Pointing records:

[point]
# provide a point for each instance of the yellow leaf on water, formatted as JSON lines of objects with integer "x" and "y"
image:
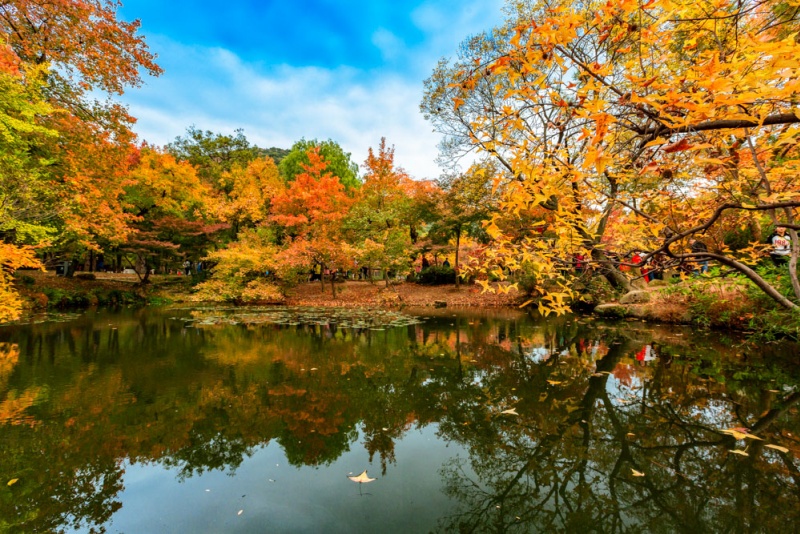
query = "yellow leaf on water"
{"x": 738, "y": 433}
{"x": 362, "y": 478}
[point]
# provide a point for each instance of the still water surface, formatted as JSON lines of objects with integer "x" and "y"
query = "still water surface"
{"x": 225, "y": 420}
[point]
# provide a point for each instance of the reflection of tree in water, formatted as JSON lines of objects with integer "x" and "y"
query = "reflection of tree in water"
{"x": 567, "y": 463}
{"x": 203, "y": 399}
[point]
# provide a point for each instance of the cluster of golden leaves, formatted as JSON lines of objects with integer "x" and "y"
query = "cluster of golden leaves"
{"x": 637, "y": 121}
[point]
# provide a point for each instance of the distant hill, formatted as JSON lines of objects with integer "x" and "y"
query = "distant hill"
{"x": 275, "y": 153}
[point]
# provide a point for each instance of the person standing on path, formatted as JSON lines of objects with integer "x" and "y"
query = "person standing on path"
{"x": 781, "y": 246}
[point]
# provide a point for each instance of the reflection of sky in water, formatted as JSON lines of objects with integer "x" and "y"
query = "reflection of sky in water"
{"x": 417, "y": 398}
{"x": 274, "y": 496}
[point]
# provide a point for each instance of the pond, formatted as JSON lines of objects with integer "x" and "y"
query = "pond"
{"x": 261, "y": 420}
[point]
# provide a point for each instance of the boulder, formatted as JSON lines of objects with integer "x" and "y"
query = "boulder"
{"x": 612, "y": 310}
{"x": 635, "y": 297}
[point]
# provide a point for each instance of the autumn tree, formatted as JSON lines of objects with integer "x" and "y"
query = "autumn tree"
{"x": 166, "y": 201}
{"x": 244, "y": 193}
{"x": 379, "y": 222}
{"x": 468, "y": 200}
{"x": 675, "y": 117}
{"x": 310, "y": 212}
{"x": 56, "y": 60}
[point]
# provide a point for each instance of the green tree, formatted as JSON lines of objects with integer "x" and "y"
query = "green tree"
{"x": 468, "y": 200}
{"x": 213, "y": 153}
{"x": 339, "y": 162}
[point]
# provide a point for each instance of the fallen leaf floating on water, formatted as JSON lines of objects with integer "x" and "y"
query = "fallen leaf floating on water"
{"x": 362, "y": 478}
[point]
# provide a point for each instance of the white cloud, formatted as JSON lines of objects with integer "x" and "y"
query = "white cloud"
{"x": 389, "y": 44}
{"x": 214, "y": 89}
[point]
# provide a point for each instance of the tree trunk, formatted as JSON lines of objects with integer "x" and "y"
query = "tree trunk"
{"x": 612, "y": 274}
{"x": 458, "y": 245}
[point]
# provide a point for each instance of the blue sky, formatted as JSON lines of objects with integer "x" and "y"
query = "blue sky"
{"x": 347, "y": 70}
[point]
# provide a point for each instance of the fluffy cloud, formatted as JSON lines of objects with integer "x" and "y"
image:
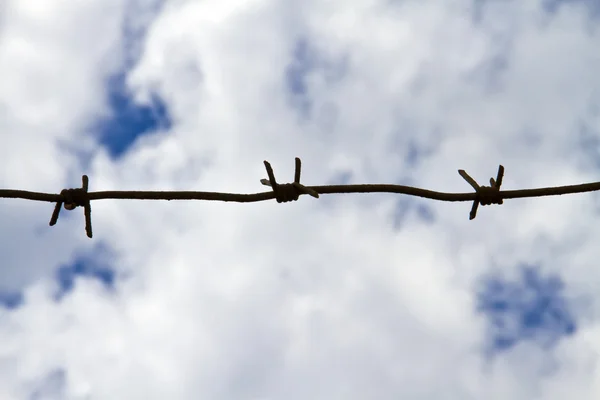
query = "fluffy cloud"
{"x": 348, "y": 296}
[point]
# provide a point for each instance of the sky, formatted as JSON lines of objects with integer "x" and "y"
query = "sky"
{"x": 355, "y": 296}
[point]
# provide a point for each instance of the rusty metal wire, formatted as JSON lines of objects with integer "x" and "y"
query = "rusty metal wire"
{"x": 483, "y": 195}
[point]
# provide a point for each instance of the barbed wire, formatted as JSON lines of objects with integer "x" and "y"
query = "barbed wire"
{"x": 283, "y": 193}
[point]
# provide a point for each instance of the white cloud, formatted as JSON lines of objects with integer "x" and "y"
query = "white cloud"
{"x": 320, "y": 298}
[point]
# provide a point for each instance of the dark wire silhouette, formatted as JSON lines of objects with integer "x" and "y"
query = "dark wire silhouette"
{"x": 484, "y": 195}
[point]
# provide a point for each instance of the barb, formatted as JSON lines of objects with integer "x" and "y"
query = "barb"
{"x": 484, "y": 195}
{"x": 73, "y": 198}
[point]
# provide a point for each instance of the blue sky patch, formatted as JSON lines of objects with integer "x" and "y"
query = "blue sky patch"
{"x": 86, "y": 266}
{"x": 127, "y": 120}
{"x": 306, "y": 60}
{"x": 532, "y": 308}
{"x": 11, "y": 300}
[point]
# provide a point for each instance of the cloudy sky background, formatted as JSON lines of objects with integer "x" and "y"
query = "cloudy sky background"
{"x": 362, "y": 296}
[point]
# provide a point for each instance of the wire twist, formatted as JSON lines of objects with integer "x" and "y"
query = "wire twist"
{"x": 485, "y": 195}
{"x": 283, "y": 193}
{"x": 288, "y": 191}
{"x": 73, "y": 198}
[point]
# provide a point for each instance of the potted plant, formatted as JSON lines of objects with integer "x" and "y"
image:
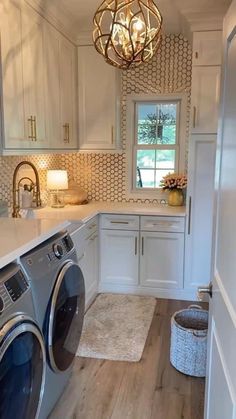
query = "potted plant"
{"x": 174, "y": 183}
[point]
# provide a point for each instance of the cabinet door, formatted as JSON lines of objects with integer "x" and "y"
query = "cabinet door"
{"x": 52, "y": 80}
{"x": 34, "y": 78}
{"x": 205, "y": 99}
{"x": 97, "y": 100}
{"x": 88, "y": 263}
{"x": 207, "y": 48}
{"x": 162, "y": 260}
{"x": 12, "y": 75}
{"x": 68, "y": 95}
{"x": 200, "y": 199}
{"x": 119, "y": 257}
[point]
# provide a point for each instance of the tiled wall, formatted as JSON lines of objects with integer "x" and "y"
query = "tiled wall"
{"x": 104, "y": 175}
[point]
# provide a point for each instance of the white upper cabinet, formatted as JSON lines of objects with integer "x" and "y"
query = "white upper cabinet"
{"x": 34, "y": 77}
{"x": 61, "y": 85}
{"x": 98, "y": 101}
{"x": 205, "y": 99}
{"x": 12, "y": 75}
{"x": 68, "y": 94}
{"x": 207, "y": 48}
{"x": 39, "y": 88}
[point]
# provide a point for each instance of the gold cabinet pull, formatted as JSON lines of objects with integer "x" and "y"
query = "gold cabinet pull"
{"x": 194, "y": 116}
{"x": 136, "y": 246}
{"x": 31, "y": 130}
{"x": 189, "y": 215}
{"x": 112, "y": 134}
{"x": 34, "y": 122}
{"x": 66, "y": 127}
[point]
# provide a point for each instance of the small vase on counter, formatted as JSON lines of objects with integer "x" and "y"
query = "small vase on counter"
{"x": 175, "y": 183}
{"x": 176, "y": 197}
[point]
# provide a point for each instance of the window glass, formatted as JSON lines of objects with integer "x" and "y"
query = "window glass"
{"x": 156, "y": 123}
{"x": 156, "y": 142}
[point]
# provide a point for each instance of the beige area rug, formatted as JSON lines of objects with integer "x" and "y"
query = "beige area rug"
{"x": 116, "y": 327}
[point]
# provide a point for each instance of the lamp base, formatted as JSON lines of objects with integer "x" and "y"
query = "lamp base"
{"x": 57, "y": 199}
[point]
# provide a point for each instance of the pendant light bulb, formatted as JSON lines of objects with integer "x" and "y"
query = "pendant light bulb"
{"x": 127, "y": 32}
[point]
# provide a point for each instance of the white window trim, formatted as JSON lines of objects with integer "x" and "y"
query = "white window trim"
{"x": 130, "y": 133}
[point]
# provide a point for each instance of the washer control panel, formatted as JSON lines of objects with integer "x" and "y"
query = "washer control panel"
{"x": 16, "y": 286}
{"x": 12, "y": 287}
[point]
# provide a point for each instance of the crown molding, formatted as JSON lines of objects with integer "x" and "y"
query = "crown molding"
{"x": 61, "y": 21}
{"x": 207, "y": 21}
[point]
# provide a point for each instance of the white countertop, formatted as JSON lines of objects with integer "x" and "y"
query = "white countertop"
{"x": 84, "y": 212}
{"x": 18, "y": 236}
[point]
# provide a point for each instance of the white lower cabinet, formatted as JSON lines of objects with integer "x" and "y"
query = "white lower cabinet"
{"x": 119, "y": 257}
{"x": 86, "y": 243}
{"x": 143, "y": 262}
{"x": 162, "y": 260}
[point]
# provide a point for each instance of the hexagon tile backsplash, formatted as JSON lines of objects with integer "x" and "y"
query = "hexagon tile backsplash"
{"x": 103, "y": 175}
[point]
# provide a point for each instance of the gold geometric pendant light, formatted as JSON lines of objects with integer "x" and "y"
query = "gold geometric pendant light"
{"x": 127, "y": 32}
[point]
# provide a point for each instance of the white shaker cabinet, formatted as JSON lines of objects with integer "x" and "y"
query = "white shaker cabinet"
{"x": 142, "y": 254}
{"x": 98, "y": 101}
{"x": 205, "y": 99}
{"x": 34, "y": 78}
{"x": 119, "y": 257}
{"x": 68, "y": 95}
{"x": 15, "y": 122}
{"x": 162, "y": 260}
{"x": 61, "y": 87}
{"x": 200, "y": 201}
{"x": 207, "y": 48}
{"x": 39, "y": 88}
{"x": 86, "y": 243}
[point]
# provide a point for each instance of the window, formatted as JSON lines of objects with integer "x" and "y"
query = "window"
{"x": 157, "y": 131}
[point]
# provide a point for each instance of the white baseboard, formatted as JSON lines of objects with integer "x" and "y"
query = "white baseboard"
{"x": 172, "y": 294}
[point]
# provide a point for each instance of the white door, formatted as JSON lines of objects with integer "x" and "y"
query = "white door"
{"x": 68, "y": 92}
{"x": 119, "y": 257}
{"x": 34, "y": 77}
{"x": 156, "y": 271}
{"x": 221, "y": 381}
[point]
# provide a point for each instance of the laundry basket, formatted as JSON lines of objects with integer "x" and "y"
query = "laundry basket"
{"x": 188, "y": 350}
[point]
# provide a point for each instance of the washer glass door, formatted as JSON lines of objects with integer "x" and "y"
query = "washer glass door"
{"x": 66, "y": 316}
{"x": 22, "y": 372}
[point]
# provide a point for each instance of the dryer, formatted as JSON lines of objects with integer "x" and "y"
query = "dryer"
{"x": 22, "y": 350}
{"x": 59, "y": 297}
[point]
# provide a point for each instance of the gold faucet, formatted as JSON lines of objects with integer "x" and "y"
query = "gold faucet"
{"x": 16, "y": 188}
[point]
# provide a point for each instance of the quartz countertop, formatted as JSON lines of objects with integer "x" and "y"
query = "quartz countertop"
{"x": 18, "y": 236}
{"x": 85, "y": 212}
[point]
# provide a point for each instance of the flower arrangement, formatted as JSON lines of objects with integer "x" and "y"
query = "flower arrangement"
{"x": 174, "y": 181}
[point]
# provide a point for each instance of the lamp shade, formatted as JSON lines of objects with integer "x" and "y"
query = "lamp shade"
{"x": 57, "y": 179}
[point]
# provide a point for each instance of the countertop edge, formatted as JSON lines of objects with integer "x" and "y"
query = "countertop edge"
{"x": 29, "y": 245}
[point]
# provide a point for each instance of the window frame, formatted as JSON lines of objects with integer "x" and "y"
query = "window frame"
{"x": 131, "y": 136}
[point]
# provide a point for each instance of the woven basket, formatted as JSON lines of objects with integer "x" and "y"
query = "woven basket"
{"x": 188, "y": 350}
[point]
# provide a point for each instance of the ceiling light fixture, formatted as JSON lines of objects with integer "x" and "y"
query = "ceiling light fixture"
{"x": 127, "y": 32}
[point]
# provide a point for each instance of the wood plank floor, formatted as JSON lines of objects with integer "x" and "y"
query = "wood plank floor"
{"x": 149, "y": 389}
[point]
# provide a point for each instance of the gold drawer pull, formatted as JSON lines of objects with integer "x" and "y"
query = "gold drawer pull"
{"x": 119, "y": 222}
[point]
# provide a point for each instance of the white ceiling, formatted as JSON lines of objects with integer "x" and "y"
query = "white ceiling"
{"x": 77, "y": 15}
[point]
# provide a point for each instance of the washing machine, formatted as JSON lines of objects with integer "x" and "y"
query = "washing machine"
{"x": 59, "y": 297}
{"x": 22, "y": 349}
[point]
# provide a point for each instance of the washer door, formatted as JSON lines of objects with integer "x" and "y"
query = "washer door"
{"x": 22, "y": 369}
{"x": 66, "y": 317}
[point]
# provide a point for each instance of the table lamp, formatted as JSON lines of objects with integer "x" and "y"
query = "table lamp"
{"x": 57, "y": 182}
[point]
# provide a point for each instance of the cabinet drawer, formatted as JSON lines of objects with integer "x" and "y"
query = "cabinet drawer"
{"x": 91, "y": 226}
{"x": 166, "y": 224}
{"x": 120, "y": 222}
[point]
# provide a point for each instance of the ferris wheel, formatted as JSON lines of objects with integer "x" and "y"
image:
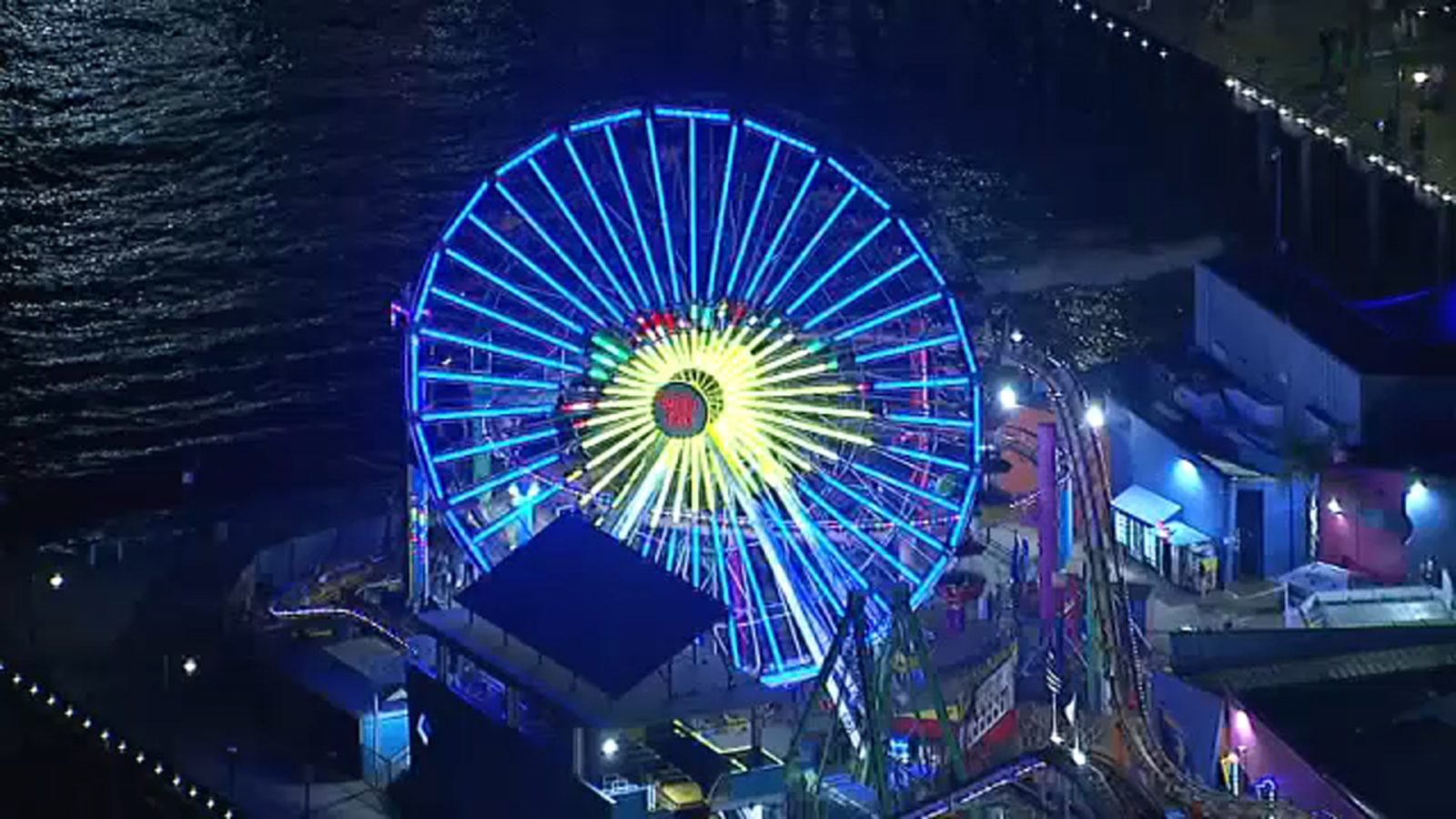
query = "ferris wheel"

**Given exercise**
Locate every line in the records that contains the string "light" and copy each one out.

**The response**
# provide a point for each instance of the pendant light bulb, formatted as JSON lines of objects with integer "x" and "y"
query = "pendant light bulb"
# provide a point for each instance of the gold geometric pendant light, formatted as JSON lines of objects with integer "x" and "y"
query = "gold geometric pendant light"
# provide a point for each instance of the ceiling light fixture, formatted as JSON lines of objects with integer "x" and "y"
query = "ceiling light fixture"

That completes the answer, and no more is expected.